*Records for this exercise*

============

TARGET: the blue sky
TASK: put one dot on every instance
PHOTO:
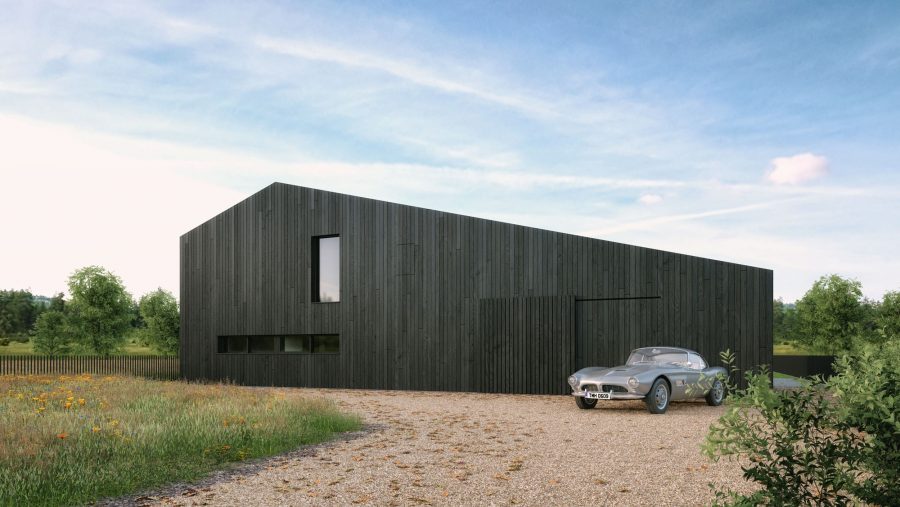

============

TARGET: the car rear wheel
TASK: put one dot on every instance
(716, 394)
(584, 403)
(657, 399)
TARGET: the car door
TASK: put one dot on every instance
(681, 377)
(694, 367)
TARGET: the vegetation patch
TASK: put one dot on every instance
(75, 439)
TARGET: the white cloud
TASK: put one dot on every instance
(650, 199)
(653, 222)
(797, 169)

============

*Exercise aim*
Show each line of the data that contains the string "TARGET".

*Task answer*
TARGET: the blue sky
TARGET: the car rear wheel
TARGET: the car door
TARGET: the vegetation patch
TARGET: the white cloud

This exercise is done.